→ **WORK ORDER**: Scan the records below and copy every line that contains the string "building".

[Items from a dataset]

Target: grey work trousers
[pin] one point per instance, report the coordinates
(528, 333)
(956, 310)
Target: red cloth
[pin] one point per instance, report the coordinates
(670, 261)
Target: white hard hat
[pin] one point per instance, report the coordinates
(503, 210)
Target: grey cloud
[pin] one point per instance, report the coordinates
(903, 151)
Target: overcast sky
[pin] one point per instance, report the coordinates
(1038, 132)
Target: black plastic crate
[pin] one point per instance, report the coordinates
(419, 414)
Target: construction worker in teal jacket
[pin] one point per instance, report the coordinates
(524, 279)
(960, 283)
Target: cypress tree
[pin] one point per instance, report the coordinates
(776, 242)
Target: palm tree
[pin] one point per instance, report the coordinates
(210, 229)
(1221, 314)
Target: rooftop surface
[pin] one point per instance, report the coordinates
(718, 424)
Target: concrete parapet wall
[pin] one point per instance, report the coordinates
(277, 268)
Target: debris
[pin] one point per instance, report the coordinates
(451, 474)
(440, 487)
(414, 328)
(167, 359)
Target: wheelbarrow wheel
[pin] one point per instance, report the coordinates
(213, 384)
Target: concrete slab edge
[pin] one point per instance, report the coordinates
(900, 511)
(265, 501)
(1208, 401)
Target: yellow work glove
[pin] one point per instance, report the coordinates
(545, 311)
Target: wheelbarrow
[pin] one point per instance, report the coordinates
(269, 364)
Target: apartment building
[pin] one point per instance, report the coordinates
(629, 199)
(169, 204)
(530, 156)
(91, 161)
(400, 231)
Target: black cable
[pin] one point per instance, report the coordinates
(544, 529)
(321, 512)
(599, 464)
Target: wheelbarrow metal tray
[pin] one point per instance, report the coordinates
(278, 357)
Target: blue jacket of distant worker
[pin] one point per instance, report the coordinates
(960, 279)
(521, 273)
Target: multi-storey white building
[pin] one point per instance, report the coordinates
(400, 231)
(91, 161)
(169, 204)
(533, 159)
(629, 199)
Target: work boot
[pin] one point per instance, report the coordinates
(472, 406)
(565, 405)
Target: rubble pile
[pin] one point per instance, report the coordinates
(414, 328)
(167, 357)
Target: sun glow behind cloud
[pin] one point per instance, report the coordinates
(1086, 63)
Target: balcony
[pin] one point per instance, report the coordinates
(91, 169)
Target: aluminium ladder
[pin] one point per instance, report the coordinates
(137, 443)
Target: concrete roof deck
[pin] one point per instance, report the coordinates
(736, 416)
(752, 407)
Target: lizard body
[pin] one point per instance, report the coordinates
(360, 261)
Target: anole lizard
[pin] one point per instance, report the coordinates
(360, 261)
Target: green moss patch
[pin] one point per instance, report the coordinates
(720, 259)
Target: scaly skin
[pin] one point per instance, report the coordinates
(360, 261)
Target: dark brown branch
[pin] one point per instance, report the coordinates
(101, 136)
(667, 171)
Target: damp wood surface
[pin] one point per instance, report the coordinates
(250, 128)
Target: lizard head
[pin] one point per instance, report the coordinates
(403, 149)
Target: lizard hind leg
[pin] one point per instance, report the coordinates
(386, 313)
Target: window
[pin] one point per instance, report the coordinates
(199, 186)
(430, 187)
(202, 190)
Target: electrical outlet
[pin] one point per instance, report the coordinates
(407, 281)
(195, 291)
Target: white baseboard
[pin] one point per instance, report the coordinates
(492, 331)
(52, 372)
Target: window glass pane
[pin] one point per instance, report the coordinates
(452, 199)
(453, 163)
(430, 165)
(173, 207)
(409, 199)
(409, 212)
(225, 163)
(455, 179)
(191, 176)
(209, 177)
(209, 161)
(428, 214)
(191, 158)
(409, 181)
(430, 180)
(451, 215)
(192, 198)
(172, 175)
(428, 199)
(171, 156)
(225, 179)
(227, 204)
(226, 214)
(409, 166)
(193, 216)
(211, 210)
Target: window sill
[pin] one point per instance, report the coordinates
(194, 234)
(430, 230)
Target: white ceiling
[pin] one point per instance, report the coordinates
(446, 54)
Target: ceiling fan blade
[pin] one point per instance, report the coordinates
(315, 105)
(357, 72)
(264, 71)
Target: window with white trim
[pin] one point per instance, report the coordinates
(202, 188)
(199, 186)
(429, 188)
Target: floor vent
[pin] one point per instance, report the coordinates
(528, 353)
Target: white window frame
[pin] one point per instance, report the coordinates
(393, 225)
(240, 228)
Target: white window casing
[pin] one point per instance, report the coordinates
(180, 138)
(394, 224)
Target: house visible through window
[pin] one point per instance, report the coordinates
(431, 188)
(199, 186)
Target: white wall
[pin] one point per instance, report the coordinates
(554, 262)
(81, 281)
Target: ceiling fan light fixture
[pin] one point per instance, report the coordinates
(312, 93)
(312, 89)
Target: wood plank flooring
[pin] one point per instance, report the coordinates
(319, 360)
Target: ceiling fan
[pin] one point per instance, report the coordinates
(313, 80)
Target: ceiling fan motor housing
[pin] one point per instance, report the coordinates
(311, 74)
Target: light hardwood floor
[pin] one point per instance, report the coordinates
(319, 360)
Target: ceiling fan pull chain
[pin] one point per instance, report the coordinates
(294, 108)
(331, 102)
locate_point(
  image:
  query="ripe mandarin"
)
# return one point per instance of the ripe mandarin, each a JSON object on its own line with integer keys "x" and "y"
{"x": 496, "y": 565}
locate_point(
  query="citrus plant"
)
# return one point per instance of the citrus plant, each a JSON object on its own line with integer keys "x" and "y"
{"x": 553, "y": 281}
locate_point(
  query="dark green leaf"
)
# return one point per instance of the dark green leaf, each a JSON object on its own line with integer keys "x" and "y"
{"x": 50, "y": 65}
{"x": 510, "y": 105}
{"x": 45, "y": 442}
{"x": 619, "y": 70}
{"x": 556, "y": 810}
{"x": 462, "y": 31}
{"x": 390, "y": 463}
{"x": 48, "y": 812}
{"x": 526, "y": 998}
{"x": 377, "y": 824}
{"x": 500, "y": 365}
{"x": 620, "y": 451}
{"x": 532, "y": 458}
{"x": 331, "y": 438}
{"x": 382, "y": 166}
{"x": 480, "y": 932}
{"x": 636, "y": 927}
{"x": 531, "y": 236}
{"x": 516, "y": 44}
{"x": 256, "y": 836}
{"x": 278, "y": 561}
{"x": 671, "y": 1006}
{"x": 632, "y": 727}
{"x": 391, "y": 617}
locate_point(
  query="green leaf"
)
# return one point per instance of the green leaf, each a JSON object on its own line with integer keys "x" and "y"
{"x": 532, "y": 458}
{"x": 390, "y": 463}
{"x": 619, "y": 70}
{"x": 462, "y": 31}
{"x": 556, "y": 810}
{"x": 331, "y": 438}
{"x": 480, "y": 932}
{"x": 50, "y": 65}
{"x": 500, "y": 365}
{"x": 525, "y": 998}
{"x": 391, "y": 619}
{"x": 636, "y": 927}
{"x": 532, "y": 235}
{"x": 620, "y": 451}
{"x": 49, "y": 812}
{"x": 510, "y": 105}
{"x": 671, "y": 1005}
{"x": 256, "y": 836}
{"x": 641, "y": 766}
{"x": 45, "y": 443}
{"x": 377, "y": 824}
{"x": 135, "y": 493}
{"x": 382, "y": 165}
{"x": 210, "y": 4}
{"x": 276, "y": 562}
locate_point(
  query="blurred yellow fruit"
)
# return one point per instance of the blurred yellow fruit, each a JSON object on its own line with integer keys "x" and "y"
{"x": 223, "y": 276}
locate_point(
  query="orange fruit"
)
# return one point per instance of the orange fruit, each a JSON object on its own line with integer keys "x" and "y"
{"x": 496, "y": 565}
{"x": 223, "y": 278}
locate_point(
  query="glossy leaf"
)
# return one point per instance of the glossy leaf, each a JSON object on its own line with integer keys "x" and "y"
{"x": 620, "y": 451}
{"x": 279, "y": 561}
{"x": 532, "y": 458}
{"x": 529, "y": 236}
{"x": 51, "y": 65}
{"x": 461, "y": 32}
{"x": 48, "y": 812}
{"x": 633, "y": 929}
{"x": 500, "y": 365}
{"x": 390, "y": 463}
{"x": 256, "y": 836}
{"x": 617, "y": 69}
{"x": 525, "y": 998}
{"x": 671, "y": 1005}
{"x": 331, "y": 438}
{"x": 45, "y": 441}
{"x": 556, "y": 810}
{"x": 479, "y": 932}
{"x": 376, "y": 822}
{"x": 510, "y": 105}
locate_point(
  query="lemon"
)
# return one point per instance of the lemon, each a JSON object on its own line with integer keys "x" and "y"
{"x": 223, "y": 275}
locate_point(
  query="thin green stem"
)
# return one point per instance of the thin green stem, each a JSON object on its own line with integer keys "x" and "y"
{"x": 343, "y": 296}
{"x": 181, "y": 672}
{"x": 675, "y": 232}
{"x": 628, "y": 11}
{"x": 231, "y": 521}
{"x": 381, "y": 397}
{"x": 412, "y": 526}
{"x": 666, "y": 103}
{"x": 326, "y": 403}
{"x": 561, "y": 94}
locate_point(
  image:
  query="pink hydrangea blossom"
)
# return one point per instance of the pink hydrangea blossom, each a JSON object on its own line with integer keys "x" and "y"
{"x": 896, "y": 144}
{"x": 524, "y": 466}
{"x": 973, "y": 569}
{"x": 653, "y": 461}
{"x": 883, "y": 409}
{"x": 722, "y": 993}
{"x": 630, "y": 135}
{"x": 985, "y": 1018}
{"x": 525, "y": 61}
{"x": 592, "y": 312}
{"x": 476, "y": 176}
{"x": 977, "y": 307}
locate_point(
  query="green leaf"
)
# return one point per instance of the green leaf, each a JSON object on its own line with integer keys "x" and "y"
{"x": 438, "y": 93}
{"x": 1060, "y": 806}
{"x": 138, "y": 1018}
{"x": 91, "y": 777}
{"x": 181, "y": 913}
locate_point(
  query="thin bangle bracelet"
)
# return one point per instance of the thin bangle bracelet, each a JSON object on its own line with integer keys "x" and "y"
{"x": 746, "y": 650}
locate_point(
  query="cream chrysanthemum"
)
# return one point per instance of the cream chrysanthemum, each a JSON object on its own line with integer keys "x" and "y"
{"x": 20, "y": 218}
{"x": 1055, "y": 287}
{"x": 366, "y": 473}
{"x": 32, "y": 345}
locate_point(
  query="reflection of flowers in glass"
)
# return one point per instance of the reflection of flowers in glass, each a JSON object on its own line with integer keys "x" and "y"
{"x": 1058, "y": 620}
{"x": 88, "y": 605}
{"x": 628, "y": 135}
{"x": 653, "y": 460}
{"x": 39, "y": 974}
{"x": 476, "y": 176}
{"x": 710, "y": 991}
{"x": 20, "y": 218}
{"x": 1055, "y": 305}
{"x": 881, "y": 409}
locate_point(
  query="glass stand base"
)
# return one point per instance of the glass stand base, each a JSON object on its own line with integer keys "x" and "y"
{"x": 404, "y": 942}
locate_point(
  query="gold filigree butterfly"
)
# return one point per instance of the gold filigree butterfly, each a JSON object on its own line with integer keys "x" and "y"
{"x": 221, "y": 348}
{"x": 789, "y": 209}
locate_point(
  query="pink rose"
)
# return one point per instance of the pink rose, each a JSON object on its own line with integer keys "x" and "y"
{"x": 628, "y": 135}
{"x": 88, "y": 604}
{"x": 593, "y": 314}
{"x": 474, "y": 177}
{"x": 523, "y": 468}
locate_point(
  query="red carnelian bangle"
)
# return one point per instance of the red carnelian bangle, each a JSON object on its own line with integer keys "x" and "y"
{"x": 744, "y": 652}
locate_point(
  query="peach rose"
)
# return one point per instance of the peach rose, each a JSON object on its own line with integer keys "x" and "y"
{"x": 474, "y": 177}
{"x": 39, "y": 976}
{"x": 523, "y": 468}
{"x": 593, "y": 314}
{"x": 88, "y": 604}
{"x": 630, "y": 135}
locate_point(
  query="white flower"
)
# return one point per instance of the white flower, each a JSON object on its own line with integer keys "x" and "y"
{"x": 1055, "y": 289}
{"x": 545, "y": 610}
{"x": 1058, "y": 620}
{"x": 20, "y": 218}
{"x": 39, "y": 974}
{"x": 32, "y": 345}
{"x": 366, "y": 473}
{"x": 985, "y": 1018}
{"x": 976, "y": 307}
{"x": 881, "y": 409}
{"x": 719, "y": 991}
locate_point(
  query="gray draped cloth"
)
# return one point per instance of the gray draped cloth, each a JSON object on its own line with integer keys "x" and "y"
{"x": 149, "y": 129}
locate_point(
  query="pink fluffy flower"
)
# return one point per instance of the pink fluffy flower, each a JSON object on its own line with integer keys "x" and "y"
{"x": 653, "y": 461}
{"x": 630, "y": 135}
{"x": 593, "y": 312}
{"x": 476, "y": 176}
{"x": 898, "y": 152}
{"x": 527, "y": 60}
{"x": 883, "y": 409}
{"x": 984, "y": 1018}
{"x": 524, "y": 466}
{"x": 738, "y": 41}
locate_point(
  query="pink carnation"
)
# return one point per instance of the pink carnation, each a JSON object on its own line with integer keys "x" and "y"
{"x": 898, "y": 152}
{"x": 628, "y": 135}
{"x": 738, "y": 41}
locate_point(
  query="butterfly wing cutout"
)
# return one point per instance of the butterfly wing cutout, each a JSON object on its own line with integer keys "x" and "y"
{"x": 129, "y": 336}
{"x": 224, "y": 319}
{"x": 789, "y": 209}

→ **TASK SOLUTION**:
Target: apartment building
Target: multi-storey white building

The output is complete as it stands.